**DESCRIPTION OF THE TASK:**
In the abstract on the fungal endolysosomal network, which protein served as the entry point for characterizing that network in Fusarium graminearum?

── SOURCE DOCUMENT

Unraveling fungal endolysosomal network as a potential target for effective disease control

During host-pathogen interactions, fungal pathogens exploit the endolysosomal trafficking network to fine-tune their responses to host and environmental stimuli, thereby facilitating disease progression. However, the molecular mechanisms underlying the fungal-specific functions of the endolysosomal network require further investigation. Here, we systematically characterized the endolysosomal network in Fusarium graminearum using the dynamin-like GTPase FgVps1 as an entry point. Functional analysis revealed that FgVps1 is essential for the release of retromer- and sorting nexin-associated vesicles from endosomes, thereby facilitating the trafficking of v-SNARE protein FgSnc1 and promoting fungal development and pathogenicity. Building on this, we further discovered that the retromer core subunit FgVps35 interacts with sorting nexin FgSnx4 and identified the corresponding interaction interface, which involves residues FgVps35 ^N383 and FgSnx4 ^E373 . In addition, the ESCRT-II component FgVps36 bridges ESCRT-I and -III and interacts with both FgVps35 and FgSnx4, thereby preventing their mislocalization to the vacuole and maintaining endolysosomal trafficking. Notably, we demonstrated that inhibition of FgVps1 function, either by blocking its GTPase activity or by disrupting actin polymerization, effectively impaired endosomal trafficking and attenuates fungal pathogenicity. Altogether, our results uncover key mechanisms underlying the function of fungal endolysosomal network and providing a promising broad-spectrum strategy for controlling phytopathogenic fungi.

────
── RECORDED INFORMATION

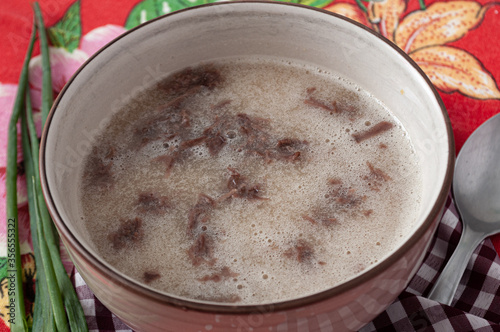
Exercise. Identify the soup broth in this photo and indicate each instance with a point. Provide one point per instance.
(250, 181)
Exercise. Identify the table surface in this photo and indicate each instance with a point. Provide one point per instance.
(456, 43)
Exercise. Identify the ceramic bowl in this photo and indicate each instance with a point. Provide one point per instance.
(145, 54)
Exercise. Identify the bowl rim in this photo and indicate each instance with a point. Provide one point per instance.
(98, 264)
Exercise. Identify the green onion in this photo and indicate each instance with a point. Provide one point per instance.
(57, 307)
(71, 303)
(18, 322)
(42, 316)
(57, 286)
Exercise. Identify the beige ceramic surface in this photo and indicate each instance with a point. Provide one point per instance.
(136, 59)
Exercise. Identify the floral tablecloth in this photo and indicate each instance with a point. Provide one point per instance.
(456, 43)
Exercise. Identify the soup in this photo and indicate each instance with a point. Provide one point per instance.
(250, 181)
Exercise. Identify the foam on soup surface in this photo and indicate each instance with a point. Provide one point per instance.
(250, 181)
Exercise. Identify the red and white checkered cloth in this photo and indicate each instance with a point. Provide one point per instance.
(476, 306)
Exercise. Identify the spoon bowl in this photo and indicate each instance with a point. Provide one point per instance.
(476, 189)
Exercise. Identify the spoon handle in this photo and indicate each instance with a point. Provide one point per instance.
(447, 283)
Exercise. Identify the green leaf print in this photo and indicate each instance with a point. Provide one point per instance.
(149, 9)
(312, 3)
(67, 32)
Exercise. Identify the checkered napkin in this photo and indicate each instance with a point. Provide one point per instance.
(476, 306)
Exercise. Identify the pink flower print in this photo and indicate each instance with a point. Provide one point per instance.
(62, 64)
(7, 98)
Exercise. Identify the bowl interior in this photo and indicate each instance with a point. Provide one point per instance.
(137, 59)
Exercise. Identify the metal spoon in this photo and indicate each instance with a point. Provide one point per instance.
(476, 187)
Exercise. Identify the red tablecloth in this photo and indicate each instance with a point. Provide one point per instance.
(456, 43)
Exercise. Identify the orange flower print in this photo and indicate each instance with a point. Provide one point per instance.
(424, 35)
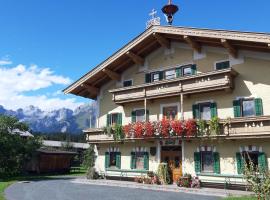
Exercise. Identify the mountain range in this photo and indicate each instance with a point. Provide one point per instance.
(59, 120)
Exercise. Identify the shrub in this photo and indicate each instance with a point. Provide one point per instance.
(15, 150)
(163, 173)
(91, 173)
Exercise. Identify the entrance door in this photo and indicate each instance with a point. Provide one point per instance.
(172, 155)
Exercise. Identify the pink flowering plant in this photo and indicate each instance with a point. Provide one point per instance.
(164, 128)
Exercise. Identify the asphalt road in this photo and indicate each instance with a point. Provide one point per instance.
(66, 190)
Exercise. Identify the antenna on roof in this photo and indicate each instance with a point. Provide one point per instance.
(169, 10)
(154, 19)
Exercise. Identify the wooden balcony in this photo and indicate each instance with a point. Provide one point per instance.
(234, 128)
(246, 127)
(202, 82)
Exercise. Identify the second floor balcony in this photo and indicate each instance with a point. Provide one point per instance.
(231, 128)
(199, 83)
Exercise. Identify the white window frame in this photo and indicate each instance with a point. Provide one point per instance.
(168, 105)
(219, 61)
(127, 80)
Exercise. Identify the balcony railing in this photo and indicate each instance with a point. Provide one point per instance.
(242, 127)
(202, 82)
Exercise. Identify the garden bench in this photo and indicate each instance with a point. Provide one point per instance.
(222, 180)
(125, 173)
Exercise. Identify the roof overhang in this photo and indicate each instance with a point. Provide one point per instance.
(153, 38)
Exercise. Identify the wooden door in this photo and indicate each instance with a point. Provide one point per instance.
(173, 157)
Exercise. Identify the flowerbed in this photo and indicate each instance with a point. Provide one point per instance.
(163, 128)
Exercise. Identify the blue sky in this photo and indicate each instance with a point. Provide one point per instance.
(69, 37)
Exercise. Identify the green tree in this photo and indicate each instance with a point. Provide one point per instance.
(89, 157)
(15, 151)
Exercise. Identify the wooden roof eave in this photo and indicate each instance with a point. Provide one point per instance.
(201, 35)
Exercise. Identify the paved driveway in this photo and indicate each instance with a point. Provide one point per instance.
(68, 190)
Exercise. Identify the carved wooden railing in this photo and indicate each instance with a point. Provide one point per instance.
(202, 82)
(242, 127)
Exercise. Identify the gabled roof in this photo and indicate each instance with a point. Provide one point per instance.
(155, 37)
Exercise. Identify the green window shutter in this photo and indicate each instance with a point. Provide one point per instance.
(258, 107)
(240, 163)
(146, 161)
(193, 69)
(213, 107)
(133, 116)
(108, 119)
(237, 108)
(195, 111)
(197, 162)
(133, 161)
(118, 160)
(178, 72)
(216, 162)
(161, 75)
(107, 160)
(119, 118)
(262, 161)
(147, 115)
(147, 78)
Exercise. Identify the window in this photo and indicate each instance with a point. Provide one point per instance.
(248, 107)
(114, 118)
(127, 83)
(207, 161)
(139, 115)
(139, 156)
(222, 65)
(170, 74)
(170, 112)
(187, 71)
(205, 111)
(112, 159)
(251, 157)
(139, 160)
(155, 76)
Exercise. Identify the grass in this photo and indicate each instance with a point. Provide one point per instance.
(241, 198)
(4, 183)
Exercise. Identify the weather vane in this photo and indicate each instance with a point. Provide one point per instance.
(169, 10)
(154, 19)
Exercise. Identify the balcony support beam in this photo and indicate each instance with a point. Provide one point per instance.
(195, 45)
(137, 59)
(231, 49)
(162, 40)
(145, 106)
(182, 106)
(113, 75)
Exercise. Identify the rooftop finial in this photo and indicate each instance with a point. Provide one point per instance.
(169, 10)
(154, 19)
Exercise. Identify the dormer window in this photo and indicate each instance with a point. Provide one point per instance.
(127, 83)
(155, 76)
(222, 65)
(170, 74)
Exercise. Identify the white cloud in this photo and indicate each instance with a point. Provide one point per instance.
(16, 81)
(5, 61)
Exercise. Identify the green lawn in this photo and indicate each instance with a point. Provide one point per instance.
(7, 182)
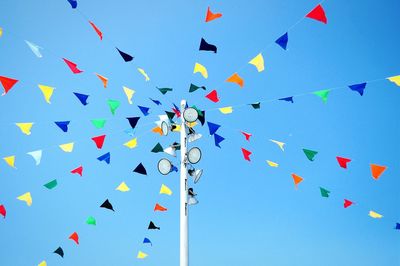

────

**RESULT OF THE TASK:**
The dynamin-like GTPase FgVps1.